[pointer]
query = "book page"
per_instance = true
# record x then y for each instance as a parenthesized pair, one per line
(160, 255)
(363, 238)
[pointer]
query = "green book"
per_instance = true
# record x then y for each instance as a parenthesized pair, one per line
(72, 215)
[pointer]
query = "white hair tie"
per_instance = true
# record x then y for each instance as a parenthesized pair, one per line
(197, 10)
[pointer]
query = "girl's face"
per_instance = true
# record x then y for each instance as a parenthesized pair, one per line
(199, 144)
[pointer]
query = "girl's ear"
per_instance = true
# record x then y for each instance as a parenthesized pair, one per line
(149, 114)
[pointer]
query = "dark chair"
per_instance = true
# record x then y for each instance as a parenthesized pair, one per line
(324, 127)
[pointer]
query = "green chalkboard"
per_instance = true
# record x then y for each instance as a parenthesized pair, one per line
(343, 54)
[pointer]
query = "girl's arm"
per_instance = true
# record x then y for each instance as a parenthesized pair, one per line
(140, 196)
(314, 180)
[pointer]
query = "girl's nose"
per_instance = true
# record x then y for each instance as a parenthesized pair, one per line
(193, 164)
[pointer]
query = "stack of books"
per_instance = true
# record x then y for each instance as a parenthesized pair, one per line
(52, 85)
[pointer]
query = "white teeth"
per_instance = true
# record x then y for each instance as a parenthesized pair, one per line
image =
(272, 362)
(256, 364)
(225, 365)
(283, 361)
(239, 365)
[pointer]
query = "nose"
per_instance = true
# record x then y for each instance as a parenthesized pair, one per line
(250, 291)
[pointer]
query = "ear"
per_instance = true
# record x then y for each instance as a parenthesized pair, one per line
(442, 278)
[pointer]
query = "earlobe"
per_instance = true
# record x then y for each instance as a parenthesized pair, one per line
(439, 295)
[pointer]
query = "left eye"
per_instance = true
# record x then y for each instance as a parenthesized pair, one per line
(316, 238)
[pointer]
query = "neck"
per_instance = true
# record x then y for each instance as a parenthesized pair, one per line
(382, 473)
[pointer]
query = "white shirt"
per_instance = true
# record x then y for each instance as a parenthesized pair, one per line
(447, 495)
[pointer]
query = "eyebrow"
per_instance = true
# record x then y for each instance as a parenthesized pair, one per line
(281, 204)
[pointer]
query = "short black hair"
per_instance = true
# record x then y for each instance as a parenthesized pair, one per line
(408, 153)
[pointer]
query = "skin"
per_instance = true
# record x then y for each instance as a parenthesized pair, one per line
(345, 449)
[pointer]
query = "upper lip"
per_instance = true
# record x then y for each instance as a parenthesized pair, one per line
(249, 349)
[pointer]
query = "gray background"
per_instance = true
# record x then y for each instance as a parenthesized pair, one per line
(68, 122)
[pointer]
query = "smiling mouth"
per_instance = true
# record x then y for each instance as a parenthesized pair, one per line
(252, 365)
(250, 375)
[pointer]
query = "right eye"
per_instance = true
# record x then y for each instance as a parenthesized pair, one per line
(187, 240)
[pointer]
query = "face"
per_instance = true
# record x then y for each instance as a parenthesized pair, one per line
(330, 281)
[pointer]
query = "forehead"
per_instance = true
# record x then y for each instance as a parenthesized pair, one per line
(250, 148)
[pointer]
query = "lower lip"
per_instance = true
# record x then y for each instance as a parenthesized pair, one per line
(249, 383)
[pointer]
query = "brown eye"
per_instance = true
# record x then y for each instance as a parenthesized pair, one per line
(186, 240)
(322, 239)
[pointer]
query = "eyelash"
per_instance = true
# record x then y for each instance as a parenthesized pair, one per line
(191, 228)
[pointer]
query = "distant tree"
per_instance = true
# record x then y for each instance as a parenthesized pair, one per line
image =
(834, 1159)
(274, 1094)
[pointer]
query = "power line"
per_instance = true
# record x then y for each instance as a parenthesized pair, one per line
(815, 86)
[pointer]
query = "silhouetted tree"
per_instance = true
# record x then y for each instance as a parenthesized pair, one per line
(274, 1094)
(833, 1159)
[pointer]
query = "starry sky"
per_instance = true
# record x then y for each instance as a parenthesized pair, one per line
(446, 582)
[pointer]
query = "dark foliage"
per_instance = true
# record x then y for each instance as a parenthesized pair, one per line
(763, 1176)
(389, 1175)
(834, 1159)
- - - -
# Exercise:
Your task is to output all of the data above word for word.

# Solution:
[pointer]
query = "book page"
per_instance = true
# record x then y for each instance as a parenthesized pair, one per line
(160, 255)
(363, 238)
[pointer]
query = "green book"
per_instance = true
# record x then y for each instance as a parenthesized pair, one per line
(72, 215)
[pointer]
query = "white hair tie"
per_instance = true
# record x then y for each instance as a parenthesized pair, one per line
(197, 10)
[pointer]
query = "girl's face"
per_instance = true
# record x then y for each instance as a parenthesized pair, one per line
(199, 144)
[pointer]
query = "girl's ear"
per_instance = true
# record x then y for each instance as a parenthesized pair, one per line
(149, 114)
[pointer]
query = "dark chair"
per_instance = true
# record x then y for each instance as a parenthesized pair, one per line
(324, 127)
[pointer]
query = "green chalkboard"
per_instance = true
# record x then y for each instance as a parenthesized pair, one per line
(343, 54)
[pointer]
query = "girl's arm"
per_instance = true
# record x then y for each instance as a parenthesized pair, one per line
(140, 196)
(314, 180)
[pointer]
query = "girl's nose"
per_instance = true
# record x then y for each instance as a parenthesized pair, one per line
(193, 164)
[pointer]
query = "stack of books"
per_instance = true
# record x then y for each instance as a parenthesized pair, one per line
(52, 85)
[pointer]
query = "white teeth"
per_instance = true
# record x then y for each instance as a parenthesized pair, one per line
image =
(272, 362)
(256, 364)
(225, 365)
(283, 361)
(239, 365)
[pointer]
query = "nose"
per_instance = true
# record x then y for each instance as a parenthesized pair, one per line
(250, 291)
[pointer]
query = "ear"
per_instance = true
# record x then y for each instance as a parenthesized pair, one per line
(442, 278)
[pointer]
query = "earlobe"
per_instance = true
# record x then y for each instance as a parenthesized pair, one per line
(439, 295)
[pointer]
query = "left eye"
per_instance = true
# record x then y for each instance as a parenthesized pair, one per line
(316, 238)
[pointer]
query = "neck"
per_instance = true
# record x then y for each instance as a parenthesized pair, one per line
(382, 473)
[pointer]
query = "white shirt"
per_instance = true
# record x then y for each instance as a parenthesized pair, one per line
(447, 495)
[pointer]
query = "eyebrow"
per_instance = true
# record x then y for each instance as a parenthesized pair, one per line
(281, 204)
[pointer]
query = "short black hair"
per_instance = true
# record x then y for each instance as a parenthesized pair, one per line
(408, 153)
[pointer]
query = "skin"
per_instance = true
# record x then y for each instance as a parenthesized pair, one per line
(345, 449)
[pointer]
query = "upper lip"
per_instance = true
# record x then y for each instance as a parenthesized pair, one per line
(249, 349)
[pointer]
query = "gray background"
per_instance = true
# record x then y for each instance as a parenthesized pair, one per line
(68, 122)
[pointer]
query = "smiling mouth"
per_instance = true
# record x then y for each instance as a parenthesized pair, one per line
(252, 365)
(250, 375)
[pointer]
query = "right eye"
per_instance = true
# record x then y for each instance as a parenthesized pair, one per line
(187, 240)
[pointer]
query = "face"
per_instance = true
# record x then y for each instance as a parenthesized pair, one per line
(330, 281)
[pointer]
query = "forehead"
per_instance = true
# record x then y for each instance as a parenthesized pair, one per line
(250, 148)
[pointer]
query = "lower lip"
per_instance = true
# record x then y for each instance as a parenthesized pair, one per line
(249, 383)
[pointer]
query = "brown eye"
per_instance = true
# record x then y for each instance as a parenthesized pair, one per line
(186, 240)
(322, 239)
[pointer]
query = "eyelash"
per_instance = true
# record x then y for each instance as a parenthesized pair, one per line
(191, 228)
[pointer]
query = "distant tree"
per_instance = true
# record x then y for each instance as a parenthesized pair, one per line
image =
(834, 1159)
(274, 1094)
[pointer]
query = "power line"
per_instance = true
# record x then y for each instance as a parenthesized pair, one per line
(815, 86)
[pointer]
query = "silhouetted tree"
per_instance = true
# record x then y for each instance as a parenthesized pair, one per line
(274, 1094)
(833, 1159)
[pointer]
query = "starry sky"
per_instance = true
# record x then y for each instance as a parenthesized pair, one per line
(446, 582)
[pointer]
query = "dark foliage"
per_instance = true
# record x then y for each instance as a parenthesized pair, one per line
(763, 1176)
(389, 1175)
(834, 1159)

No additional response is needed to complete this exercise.